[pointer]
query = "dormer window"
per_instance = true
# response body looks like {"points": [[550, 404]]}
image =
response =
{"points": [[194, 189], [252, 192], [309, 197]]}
****
The records above need to be retyped exactly.

[pointer]
query = "dormer window"
per_instance = true
# response body looks like {"points": [[550, 404]]}
image =
response =
{"points": [[194, 189], [252, 192], [309, 197]]}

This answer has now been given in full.